EXTRACT:
Unfriending your physician

Are you Facebook friends with your doctor?

If you are, you are in the minority. Results from a recent survey of a few hundred French doctors who have profiles on Facebook revealed that most are reticent about having you as a friend and in fact, 85% of them would automatically deny a friend request from a patient.

Good for them. I don't think social networking is the place for a doctor and a patient. I don’t even need to like my doctor, much less follow her status updates. And who's to say I won't get bent out of shape when I see she's Facebooking like a maniac but can't seem to get around to calling me back?

I don't even think doctors should make an email address available.

My doctor should be allowed to not always be a doctor; but under the watchful eye of her patients, can she ever let down that persona?

This isn't to say that the existing doctor-patient paradigm is a healthy one, although it's better than the paternalistic one that it used to be.

Still, three times this week—in two blogs and a book—doctors have gone to some length to tell me the reader that hey, they are people too.

"No shit" was my response the first two times. The third time I got it.

PATIENTS …

We patients, we're a delusional bunch. It's awful how we unknowingly get together and fool ourselves. As we all sit in adjoining exam rooms, we're entertaining a narcisstic fallacy. Because we have one doctor's appointment we think that our doctor might have just one patient appointment. The 3-15 minutes he or she spends in our presence is, presumably of great importance to them because, well, because it's in OUR presence, concerning OUR health.

But I don't think most doctors give us more a second thought the moment they leave us behind in the exam room. I think they're mentally on to the next one before the door shuts. That means they've devoted all of a scattered few minutes to my health and welfare.

"REALLY SMALL BUSINESSMEN"

The patient-doctor relationship ….It's important to our mental health to regard this relationship in a light that's more bighearted and philanthropic than it really is, and that's because we look up to doctors and we believe they hold our lives in their hands.

Pfff. At a basic level, we pay them to provide a service. It's a transaction we do all day, every day, with plenty of professionals who provide services. But we don't fire lousy doctors nearly as often as we should.

It's time to end this altruistic notion, even if there's a kernel of truth in it.

RECORD EXCERPTS:
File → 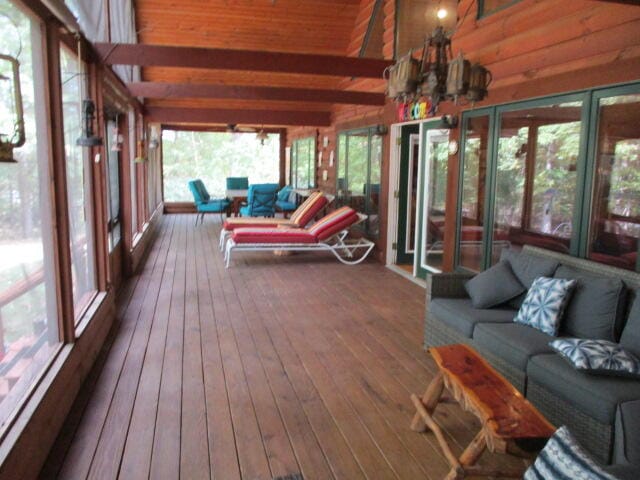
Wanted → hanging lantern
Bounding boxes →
[383,50,420,101]
[420,26,452,105]
[256,128,269,145]
[447,52,471,103]
[0,54,26,163]
[149,125,160,150]
[76,99,102,147]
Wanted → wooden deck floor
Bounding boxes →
[41,215,516,480]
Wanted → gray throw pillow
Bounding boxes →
[464,262,525,308]
[620,290,640,357]
[554,265,627,342]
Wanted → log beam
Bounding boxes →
[147,107,331,127]
[94,43,392,78]
[127,82,385,106]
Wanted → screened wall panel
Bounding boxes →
[60,47,96,321]
[162,130,280,202]
[0,1,60,426]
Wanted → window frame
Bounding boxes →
[578,82,640,272]
[335,125,384,239]
[58,45,102,329]
[454,82,640,272]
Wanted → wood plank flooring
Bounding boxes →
[41,215,520,480]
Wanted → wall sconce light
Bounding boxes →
[133,140,147,163]
[0,54,26,163]
[76,99,102,147]
[441,115,458,130]
[374,124,389,135]
[149,125,160,150]
[256,128,269,145]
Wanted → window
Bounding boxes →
[478,0,520,18]
[0,2,60,425]
[291,137,316,188]
[420,126,449,271]
[491,102,582,264]
[588,93,640,270]
[456,84,640,271]
[105,116,122,252]
[147,125,162,215]
[60,47,96,321]
[336,127,382,237]
[162,130,280,202]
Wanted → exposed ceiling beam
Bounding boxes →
[146,107,331,127]
[162,123,287,133]
[95,43,392,78]
[127,82,385,105]
[599,0,640,6]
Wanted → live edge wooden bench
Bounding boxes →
[411,345,555,480]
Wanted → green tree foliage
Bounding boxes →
[162,130,280,202]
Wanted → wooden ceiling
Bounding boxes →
[125,0,383,125]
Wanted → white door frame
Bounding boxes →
[385,117,442,276]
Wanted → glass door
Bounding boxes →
[396,125,420,264]
[418,121,449,278]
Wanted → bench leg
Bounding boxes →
[411,372,444,432]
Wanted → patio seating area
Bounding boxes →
[42,215,519,479]
[0,0,640,480]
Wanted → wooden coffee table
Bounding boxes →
[411,345,555,480]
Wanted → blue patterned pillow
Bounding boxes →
[524,427,616,480]
[549,338,640,377]
[513,277,576,337]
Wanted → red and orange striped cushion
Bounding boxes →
[232,227,317,243]
[309,207,358,240]
[290,192,327,227]
[223,192,328,231]
[223,217,291,231]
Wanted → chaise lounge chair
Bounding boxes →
[224,207,374,268]
[220,192,334,252]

STUDY QUESTIONS:
a) What percentage of the surveyed French doctors would automatically deny a friend request from a patient, according to the post on unfriending your physician?
b) Do these statements agree with the post on unfriending your physician? (i) The writer believes doctors should make an email address available. (ii) The writer encountered doctors saying they are people too three times in one week. (iii) The writer says patients fire lousy doctors as often as they should.
c) Quote the part of the post on unfriending your physician that opens with the words containing "Good for them." and closes with "are people too.".

RESPONSES PER TASK:
a) 85% of them would automatically deny it.

b)
(i) No: "I don't even think doctors should make an email address available."
(ii) Yes: "three times this week—in two blogs and a book—doctors have gone to some length to tell me the reader that hey, they are people too."
(iii) No: "But we don't fire lousy doctors nearly as often as we should."

c)
Good for them. I don't think social networking is the place for a doctor and a patient. I don’t even need to like my doctor, much less follow her status updates. And who's to say I won't get bent out of shape when I see she's Facebooking like a maniac but can't seem to get around to calling me back?

I don't even think doctors should make an email address available.

My doctor should be allowed to not always be a doctor; but under the watchful eye of her patients, can she ever let down that persona?

This isn't to say that the existing doctor-patient paradigm is a healthy one, although it's better than the paternalistic one that it used to be.

Still, three times this week—in two blogs and a book—doctors have gone to some length to tell me the reader that hey, they are people too.